Task inputs:
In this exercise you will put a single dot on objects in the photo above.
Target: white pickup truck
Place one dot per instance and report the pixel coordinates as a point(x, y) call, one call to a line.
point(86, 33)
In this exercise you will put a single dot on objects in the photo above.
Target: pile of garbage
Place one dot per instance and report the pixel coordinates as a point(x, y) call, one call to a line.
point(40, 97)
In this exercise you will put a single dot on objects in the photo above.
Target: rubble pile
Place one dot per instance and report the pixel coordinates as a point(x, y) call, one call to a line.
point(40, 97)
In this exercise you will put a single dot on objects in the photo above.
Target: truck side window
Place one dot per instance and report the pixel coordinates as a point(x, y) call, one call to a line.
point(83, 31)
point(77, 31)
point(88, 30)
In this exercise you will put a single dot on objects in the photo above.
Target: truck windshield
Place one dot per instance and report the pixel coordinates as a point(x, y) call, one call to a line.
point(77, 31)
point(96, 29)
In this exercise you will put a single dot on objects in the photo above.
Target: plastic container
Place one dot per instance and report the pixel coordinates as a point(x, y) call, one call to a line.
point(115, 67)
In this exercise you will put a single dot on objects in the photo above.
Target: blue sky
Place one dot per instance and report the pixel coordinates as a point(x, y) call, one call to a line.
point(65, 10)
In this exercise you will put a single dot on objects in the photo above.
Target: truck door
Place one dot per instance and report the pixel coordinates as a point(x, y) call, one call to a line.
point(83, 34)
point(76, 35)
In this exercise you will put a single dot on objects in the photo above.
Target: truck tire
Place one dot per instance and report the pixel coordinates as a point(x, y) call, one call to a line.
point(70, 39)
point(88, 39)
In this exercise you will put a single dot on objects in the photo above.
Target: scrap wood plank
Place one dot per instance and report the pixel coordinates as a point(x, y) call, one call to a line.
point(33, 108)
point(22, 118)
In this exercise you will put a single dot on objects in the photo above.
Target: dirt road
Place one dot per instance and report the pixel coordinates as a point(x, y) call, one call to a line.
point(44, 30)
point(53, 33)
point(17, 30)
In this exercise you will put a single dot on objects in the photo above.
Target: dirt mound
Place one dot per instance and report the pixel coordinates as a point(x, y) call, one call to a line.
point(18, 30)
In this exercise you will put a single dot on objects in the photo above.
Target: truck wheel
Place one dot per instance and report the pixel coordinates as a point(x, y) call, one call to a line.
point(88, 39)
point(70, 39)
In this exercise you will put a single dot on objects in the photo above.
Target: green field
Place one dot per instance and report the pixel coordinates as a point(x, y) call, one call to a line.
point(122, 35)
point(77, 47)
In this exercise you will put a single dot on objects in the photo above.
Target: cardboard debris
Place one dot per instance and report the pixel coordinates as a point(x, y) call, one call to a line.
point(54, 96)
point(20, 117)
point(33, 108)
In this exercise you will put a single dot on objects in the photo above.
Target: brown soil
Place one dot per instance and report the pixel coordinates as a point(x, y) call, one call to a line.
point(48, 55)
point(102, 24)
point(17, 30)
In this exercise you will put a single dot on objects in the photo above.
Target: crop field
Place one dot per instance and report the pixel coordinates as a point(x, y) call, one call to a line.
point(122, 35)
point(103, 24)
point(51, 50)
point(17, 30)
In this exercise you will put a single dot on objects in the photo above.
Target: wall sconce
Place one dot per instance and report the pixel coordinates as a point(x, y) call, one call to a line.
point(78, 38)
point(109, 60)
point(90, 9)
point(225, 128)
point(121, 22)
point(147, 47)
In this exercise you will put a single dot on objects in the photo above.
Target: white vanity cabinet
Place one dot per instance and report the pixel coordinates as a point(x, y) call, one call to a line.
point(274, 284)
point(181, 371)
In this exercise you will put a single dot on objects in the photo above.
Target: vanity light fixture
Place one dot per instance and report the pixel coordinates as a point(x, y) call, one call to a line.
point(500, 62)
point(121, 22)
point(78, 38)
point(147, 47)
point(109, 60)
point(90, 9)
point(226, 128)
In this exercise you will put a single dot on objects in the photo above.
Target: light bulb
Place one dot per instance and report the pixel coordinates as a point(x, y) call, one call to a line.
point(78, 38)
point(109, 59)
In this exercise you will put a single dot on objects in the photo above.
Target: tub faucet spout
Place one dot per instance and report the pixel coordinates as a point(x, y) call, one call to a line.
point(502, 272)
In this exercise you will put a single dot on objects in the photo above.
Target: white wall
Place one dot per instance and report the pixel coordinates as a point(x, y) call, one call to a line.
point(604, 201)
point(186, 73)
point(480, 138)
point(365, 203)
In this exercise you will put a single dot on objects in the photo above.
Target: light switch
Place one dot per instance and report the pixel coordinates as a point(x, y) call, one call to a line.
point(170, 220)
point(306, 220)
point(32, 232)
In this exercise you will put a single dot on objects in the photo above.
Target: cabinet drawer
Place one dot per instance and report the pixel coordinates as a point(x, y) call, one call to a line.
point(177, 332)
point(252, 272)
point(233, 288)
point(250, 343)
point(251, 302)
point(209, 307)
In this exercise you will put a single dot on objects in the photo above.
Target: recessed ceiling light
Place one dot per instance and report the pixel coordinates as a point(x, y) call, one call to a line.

Exercise brief: Across the entries, state how many lines contain "wall", giving the number only.

Solution for this exercise: 2